Data to use:
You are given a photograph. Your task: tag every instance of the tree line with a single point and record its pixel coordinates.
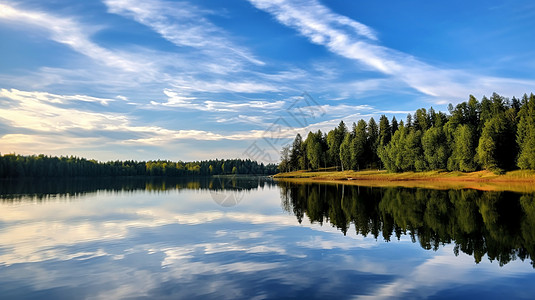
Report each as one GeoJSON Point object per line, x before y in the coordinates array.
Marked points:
{"type": "Point", "coordinates": [496, 134]}
{"type": "Point", "coordinates": [17, 166]}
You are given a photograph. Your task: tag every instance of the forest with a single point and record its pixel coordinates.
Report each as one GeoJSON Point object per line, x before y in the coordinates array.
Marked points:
{"type": "Point", "coordinates": [18, 166]}
{"type": "Point", "coordinates": [496, 134]}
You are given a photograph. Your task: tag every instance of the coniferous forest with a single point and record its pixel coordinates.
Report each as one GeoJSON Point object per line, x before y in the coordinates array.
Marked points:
{"type": "Point", "coordinates": [17, 166]}
{"type": "Point", "coordinates": [495, 134]}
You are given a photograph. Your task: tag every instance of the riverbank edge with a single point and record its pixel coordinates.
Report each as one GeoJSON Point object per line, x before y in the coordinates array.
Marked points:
{"type": "Point", "coordinates": [516, 181]}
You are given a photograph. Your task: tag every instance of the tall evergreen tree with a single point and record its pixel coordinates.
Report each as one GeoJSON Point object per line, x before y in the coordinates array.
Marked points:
{"type": "Point", "coordinates": [359, 147]}
{"type": "Point", "coordinates": [373, 143]}
{"type": "Point", "coordinates": [525, 136]}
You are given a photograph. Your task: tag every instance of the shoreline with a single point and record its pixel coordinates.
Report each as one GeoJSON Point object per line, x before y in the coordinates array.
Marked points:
{"type": "Point", "coordinates": [514, 181]}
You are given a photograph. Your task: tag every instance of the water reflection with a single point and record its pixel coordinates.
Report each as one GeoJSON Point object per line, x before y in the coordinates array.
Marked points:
{"type": "Point", "coordinates": [169, 239]}
{"type": "Point", "coordinates": [500, 225]}
{"type": "Point", "coordinates": [48, 189]}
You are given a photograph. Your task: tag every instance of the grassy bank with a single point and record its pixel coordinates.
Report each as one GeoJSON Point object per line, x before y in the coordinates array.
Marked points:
{"type": "Point", "coordinates": [518, 181]}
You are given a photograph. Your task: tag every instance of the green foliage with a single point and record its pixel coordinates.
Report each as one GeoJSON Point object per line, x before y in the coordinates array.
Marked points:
{"type": "Point", "coordinates": [496, 134]}
{"type": "Point", "coordinates": [525, 136]}
{"type": "Point", "coordinates": [335, 138]}
{"type": "Point", "coordinates": [435, 147]}
{"type": "Point", "coordinates": [463, 150]}
{"type": "Point", "coordinates": [359, 147]}
{"type": "Point", "coordinates": [16, 166]}
{"type": "Point", "coordinates": [345, 152]}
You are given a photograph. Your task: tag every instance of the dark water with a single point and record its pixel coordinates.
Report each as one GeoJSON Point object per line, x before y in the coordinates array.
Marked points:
{"type": "Point", "coordinates": [257, 239]}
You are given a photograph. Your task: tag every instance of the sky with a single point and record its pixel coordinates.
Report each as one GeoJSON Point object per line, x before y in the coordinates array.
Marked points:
{"type": "Point", "coordinates": [194, 80]}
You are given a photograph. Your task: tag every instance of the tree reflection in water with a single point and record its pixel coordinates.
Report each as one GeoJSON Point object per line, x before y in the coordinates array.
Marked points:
{"type": "Point", "coordinates": [498, 224]}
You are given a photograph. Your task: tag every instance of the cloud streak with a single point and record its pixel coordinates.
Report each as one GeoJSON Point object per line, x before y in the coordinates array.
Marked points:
{"type": "Point", "coordinates": [358, 43]}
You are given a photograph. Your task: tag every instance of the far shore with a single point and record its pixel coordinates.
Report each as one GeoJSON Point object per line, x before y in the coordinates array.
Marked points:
{"type": "Point", "coordinates": [516, 181]}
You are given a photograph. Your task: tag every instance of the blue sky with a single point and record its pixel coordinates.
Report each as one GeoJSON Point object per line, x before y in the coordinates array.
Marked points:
{"type": "Point", "coordinates": [191, 80]}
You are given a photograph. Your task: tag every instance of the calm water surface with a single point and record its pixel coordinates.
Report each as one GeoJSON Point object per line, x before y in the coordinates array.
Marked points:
{"type": "Point", "coordinates": [256, 239]}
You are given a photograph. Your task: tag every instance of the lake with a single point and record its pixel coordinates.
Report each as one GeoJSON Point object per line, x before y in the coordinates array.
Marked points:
{"type": "Point", "coordinates": [254, 238]}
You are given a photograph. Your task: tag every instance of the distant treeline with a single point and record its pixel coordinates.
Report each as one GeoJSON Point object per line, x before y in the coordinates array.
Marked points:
{"type": "Point", "coordinates": [16, 166]}
{"type": "Point", "coordinates": [494, 134]}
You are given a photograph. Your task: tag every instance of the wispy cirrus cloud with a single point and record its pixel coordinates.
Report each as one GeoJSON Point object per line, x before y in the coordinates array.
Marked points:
{"type": "Point", "coordinates": [74, 35]}
{"type": "Point", "coordinates": [185, 26]}
{"type": "Point", "coordinates": [358, 42]}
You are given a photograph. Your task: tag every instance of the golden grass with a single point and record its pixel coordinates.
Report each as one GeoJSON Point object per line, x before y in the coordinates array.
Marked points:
{"type": "Point", "coordinates": [517, 181]}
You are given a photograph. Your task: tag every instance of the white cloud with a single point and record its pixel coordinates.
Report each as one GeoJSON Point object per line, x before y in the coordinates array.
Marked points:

Exercise instructions: Write out the entries again, exactly as given, skipping any images.

Solution to the exercise:
You are given a photograph. Your task: tag every instance of the tree line with a single point and record its pixel coordinates.
Report each as one GeoJSON Point object per line, x before y in the coordinates array.
Marked points:
{"type": "Point", "coordinates": [496, 134]}
{"type": "Point", "coordinates": [17, 166]}
You are given a photograph. Your task: tag every instance of the forest with a single point and record its pixel coordinates.
Report each as one GeoJSON Point object per line, x before y in the coordinates array.
Marked points:
{"type": "Point", "coordinates": [18, 166]}
{"type": "Point", "coordinates": [496, 134]}
You are given a photograph. Your task: tag every instance of the coniferous forest with a single point and record its pixel coordinates.
Report each as one GeoJSON Point object per line, x before y in the coordinates array.
Marked points:
{"type": "Point", "coordinates": [17, 166]}
{"type": "Point", "coordinates": [495, 134]}
You are given a photograph. Your task: tag every instance of the riverbank edge with a single point and record its pixel coordinates.
Report each as one GeoJSON Point object per line, x before y in the coordinates array.
Marked points:
{"type": "Point", "coordinates": [516, 181]}
You are given a photograph. Your task: tag every instance of the tall evergreen tree with a single point and record its pixel coordinates.
Report each as one GeoJSON Point object per line, x before y in the coordinates array.
Marked points:
{"type": "Point", "coordinates": [359, 147]}
{"type": "Point", "coordinates": [373, 143]}
{"type": "Point", "coordinates": [525, 136]}
You are given a photograph. Your task: tag every instance of the shoreline with a single point and record its pixel coordinates.
Report each as one GeoJSON Point object per line, x before y in the coordinates array.
Marked points:
{"type": "Point", "coordinates": [514, 181]}
You are given a photograph. Your task: tag every instance of the water reflection with a single point and record its pixel coordinates.
Report each as one GeoJSON Point object per line, x before y in the coordinates array.
Marked points:
{"type": "Point", "coordinates": [169, 239]}
{"type": "Point", "coordinates": [500, 225]}
{"type": "Point", "coordinates": [48, 189]}
You are given a photograph. Your task: tag every instance of the grassy bank with a single point and record its pixel coordinates.
Report each as one GeoJSON Point object per line, x before y in the coordinates array.
Marked points:
{"type": "Point", "coordinates": [518, 181]}
You are given a photograph. Your task: tag every instance of the green foliage with a single point and record its pixel coordinates.
Report each as one GeoJSON Point object per line, x before y in the coordinates array.
Marked points:
{"type": "Point", "coordinates": [496, 134]}
{"type": "Point", "coordinates": [525, 136]}
{"type": "Point", "coordinates": [335, 138]}
{"type": "Point", "coordinates": [435, 147]}
{"type": "Point", "coordinates": [463, 150]}
{"type": "Point", "coordinates": [359, 147]}
{"type": "Point", "coordinates": [16, 166]}
{"type": "Point", "coordinates": [345, 152]}
You are given a photograph. Your task: tag every instance of the dark water with a single point and record its pixel coordinates.
Report each as one GeoJSON Point object per line, x before y in the coordinates array.
Marked points:
{"type": "Point", "coordinates": [257, 239]}
You are given a photograph. Your task: tag every instance of the sky with a single point and record its pixel coordinates.
Report each as one GeoJSON Point object per line, x before y in the coordinates array.
Marked points:
{"type": "Point", "coordinates": [194, 80]}
You are given a photograph. Your task: tag every instance of the tree reflection in water with a single point and record its pixel coordinates.
Report each as one GeoJSON Point object per line, x before y in the coordinates array.
Marked points:
{"type": "Point", "coordinates": [498, 224]}
You are given a photograph. Your task: tag every instance of the cloud streak with a single point and record its pixel coordinates.
Report each as one GeoJSON Point object per line, x before y in the coordinates array.
Marked points:
{"type": "Point", "coordinates": [358, 43]}
You are given a photograph. Your task: tag every instance of the far shore with a single point and record its pixel coordinates.
Report each as one GeoJSON Point object per line, x before y in the coordinates array.
Marked points:
{"type": "Point", "coordinates": [516, 181]}
You are given a photograph. Your task: tag every instance of the blue sky with a single point and record its pixel coordinates.
Report each as one GeoJSON Point object per line, x before y in the coordinates array.
Marked points:
{"type": "Point", "coordinates": [191, 80]}
You are given a photograph. Your task: tag every instance of the calm water surface with a single point and record its pixel coordinates.
Report each as one GeoJSON Point object per line, x before y in the coordinates array.
Marked points:
{"type": "Point", "coordinates": [256, 239]}
You are given a photograph. Your task: tag every instance of the lake with a single point and record its pixel coordinates.
Report each as one GeoJSON Point object per line, x before y in the coordinates array.
Marked points:
{"type": "Point", "coordinates": [254, 238]}
You are given a photograph. Your task: tag every instance of the distant treeline with a single point and record its pixel coordinates.
Report each as one GeoJSON Point object per line, x before y in the coordinates array.
Marked points:
{"type": "Point", "coordinates": [16, 166]}
{"type": "Point", "coordinates": [494, 134]}
You are given a photograph. Your task: tag every instance of the wispy cirrus cloud with a single point and record its pixel coordinates.
Report each as one GeoJSON Point object per line, x before y in the coordinates array.
Marked points:
{"type": "Point", "coordinates": [74, 35]}
{"type": "Point", "coordinates": [185, 26]}
{"type": "Point", "coordinates": [358, 42]}
You are given a photograph. Your task: tag every instance of the golden grass with a single point and record its pixel coordinates.
Report each as one GeoJSON Point object per line, x before y in the coordinates array.
Marked points:
{"type": "Point", "coordinates": [517, 181]}
You are given a photograph. Your task: tag every instance of the white cloud with a single point and record its pixel coordinates.
Report each as one GeoJSON Point object per line, x before y in the coordinates array.
Marked points:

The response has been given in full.